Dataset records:
══════

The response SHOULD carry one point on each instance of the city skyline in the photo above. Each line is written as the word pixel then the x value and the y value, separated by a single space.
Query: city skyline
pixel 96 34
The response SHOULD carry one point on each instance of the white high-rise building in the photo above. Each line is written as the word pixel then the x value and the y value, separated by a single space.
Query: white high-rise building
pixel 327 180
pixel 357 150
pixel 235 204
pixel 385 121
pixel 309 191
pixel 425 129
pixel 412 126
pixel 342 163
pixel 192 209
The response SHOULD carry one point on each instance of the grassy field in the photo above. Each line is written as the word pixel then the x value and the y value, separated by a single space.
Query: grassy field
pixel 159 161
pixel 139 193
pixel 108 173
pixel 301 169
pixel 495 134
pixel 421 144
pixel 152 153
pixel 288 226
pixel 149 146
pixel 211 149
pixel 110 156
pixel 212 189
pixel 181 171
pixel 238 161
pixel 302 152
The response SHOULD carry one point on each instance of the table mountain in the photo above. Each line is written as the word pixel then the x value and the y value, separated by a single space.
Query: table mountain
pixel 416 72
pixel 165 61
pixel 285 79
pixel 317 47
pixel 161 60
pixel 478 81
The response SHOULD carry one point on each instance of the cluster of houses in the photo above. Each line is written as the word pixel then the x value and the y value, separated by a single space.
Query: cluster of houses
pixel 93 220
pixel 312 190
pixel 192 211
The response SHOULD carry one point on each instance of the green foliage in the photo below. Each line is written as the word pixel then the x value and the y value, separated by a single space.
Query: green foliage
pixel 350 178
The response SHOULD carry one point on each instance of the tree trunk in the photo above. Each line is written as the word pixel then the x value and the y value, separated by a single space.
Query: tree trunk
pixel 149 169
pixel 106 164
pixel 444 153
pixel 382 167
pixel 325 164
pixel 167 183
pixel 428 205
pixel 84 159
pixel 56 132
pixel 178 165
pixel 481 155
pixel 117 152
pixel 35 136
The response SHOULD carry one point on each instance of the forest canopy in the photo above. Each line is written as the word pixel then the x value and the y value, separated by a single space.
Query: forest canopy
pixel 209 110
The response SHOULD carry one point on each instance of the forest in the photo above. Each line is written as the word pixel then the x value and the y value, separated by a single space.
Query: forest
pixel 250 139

══════

[Instruction]
Recast the lines running from the line containing "the forest canopy" through the end of the records as a Markdown table with the columns Row and Line, skipping any blank lines.

[Answer to this exercise]
| Row | Line |
|---|---|
| 1 | The response SHOULD carry one point on each instance of the forest canopy in the photo above. Each line is written as the word pixel then the x value and the y value, separated by a single space. |
| 2 | Query: forest canopy |
| 3 | pixel 209 110 |
| 4 | The response SHOULD carry one point on each instance of the forest in the photo above. Each line is written as the word pixel then the x value and the y value, separated by a single space. |
| 5 | Query: forest |
| 6 | pixel 250 139 |